◆ Written exercise ◆
Reproduce word for word the section of the passage on the fall of Atlanta that runs from "The End Game" up to and including "It was deliverance.".

◆ Selected extract ◆
--- --- ---
The End Game

On September 2, 1864, President Abraham Lincoln received a telegram from General William Tecumseh Sherman that read, “Atlanta is ours, and fairly won.” This was more than a victory. It was deliverance.

All summer Atlanta—like Petersburg, Virginia—had been a city under siege, and as these two stalemates dragged on, the prospects for the president’s reelection grew bleaker. They were dismal enough that at one point he said he expected to “be beaten, and beaten badly.” The war had gone on so long, and the casualties had been so severe, that enough voters in what remained of the Union were inclined to elect former general George McClellan, a Democrat, and trust him to make the best deal he could. There would, then, be no conclusive victory reestablishing the Union and ridding it of slavery. The bleeding would be stopped. But the return on all the suffering would be meager.

Atlanta had been holding out for some six weeks after Sherman’s army had defeated the forces under J. B. Hood in a series of bloody battles that pushed the Confederates into defensive positions inside the city where they, and the civilian population, were supplied by a single rail line. When that was cut in the battle of Jonesboro, Atlanta was doomed, and Hood took his troops out of the city, lest they starve there as John Pemberton’s army had at Vicksburg. On his way out, Hood put all useful military supplies to the torch, a scene that was dramatized 75 years later in Gone with the Wind.

A week after sending his message to the president, Sherman ordered that “the city of Atlanta, being exclusively required for warlike purposes, will at once be vacated by all except the armies of the United States.”

In a wire to his superior in the War Department, General Halleck, Sherman went on record. “If the people raise a howl against my barbarity or cruelty, I will answer that war is war and not popularity-seeking.”

And to the mayor of Atlanta, who did, indeed, protest an action that would make civilians homeless refugees with winter approaching, he said, in effect, that he agreed. That it was a hard and heartless thing, but, he added, “You cannot qualify war in harsher terms than I will. War is cruelty, and you cannot refine it.”

He would do what he must, then, and Mayor Calhoun should do the same. Which meant he must leave Atlanta “and take with you your old and feeble, feed and nurse them .  .  . until the mad passions of men cool down and allow the Union and peace once more to settle over your old homes at Atlanta.”

And this was just the beginning.

The fall of Atlanta may have secured the reelection of Abraham Lincoln, but it did not mean the end of the Confederacy and the war. Lee still had an army in Virginia, besieged as it was. And Hood still had more than 30,000 men who could fight and fight hard. And there was, in Sherman’s rear, his nemesis Nathan Bedford Forrest, the cavalryman and raider who was one of the war’s most aggressive, creative, and lethal generals. In the course of the war, Forrest killed 31 men and had 29 horses shot out from under him.
--- --- ---
◆ Record extracts ◆
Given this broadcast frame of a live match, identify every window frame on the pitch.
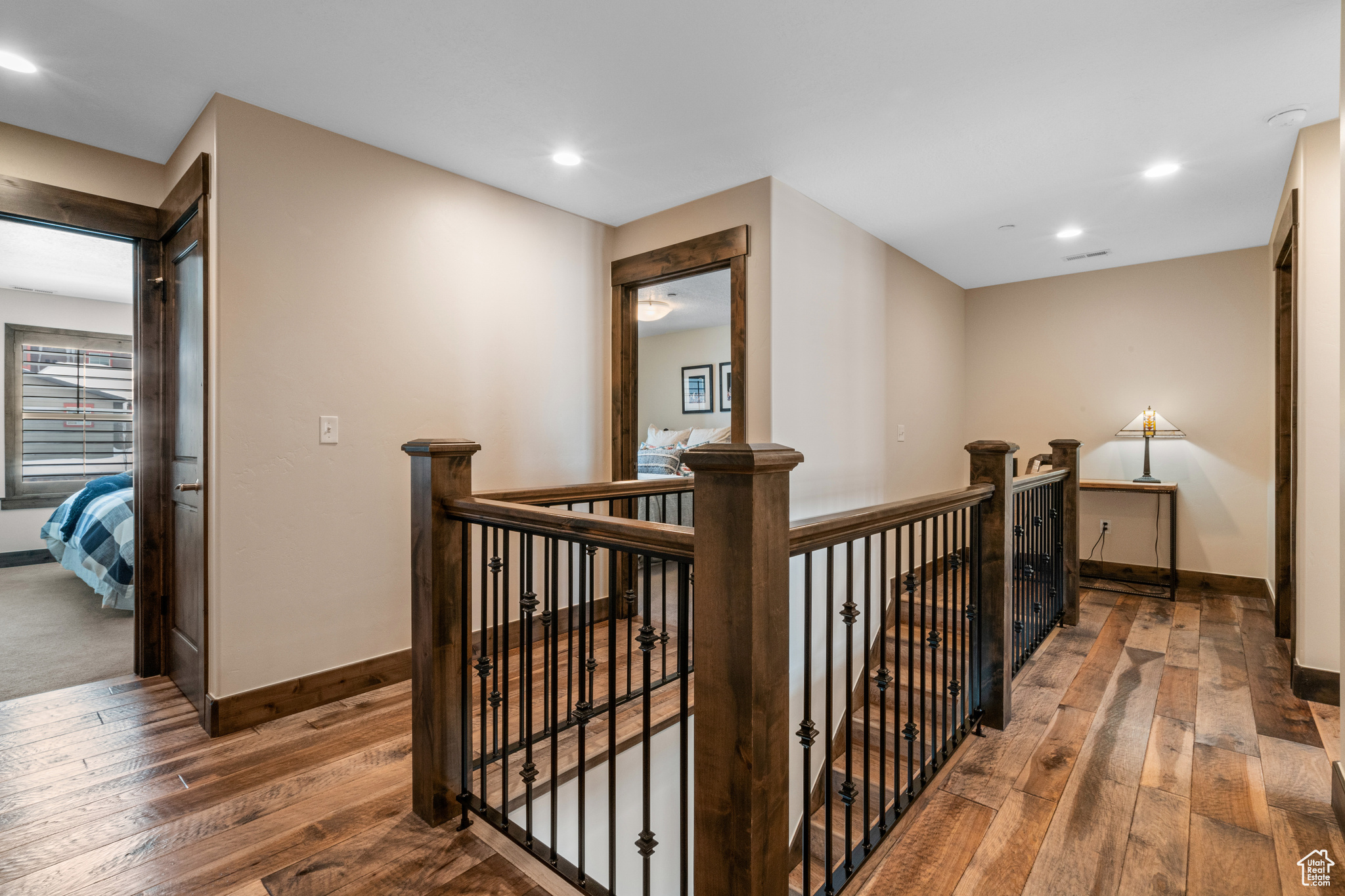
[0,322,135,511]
--- --- ---
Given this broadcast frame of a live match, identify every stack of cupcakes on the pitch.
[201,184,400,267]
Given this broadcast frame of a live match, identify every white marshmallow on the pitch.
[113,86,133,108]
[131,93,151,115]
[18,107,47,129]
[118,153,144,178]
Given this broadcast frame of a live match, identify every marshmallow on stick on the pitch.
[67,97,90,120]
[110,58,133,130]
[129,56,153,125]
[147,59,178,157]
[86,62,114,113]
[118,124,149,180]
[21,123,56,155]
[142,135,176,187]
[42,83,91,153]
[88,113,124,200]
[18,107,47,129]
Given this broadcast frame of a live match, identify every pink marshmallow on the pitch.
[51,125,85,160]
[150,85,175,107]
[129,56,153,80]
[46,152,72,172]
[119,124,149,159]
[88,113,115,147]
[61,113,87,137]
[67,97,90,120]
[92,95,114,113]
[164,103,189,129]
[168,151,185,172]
--- --- ---
◆ Answer for this exercise ◆
The End Game

On September 2, 1864, President Abraham Lincoln received a telegram from General William Tecumseh Sherman that read, “Atlanta is ours, and fairly won.” This was more than a victory. It was deliverance.